** Begin PAGE **

CODAIT / spark-netezza

Netezza Connector for Apache Spark
Apache License 2.0
13 stars 7 forks source link

process fails when comma present in source netezza table #18

Open vishal-vb opened 5 years ago

vishal-vb commented 5 years ago

Team - Driver fails when there are commas present in source table. Tried to give escapeChar option but looks like process always uses default value instead of arguements. Can you please check.

Sample Data Cust_ID Cust_Name 1 A,B 2 C, D 3 E, F

Using Spark 1.6 version along-with this jar val nzoptions = Map("url" -> "jdbc:netezza://host:5480/db", "user" -> "uid", "password" -> "Pwd", "dbtable" -> "CUST", "numPartitions" -> "16", "delimiter" -> "|", "partitioncol" -> "CUST_ID" )

** End PAGE **

### DIRECTION 1
Which version of Spark does the issue say was being used?
### DIRECTION 2
Transcribe the issue's wording between "vishal-vb commented 5" and "you please check.", inclusive.
The material that comes next has no connection to the issue above.

** Begin DATA **

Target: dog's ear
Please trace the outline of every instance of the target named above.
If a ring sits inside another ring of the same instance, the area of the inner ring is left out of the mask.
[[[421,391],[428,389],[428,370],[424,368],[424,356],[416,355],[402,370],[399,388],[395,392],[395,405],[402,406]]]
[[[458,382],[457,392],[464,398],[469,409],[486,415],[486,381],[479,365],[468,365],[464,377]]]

** End DATA **

### REPLY 1
Spark 1.6

### REPLY 2
vishal-vb commented 5 years ago

Team - Driver fails when there are commas present in source table. Tried to give escapeChar option but looks like process always uses default value instead of arguements. Can you please check.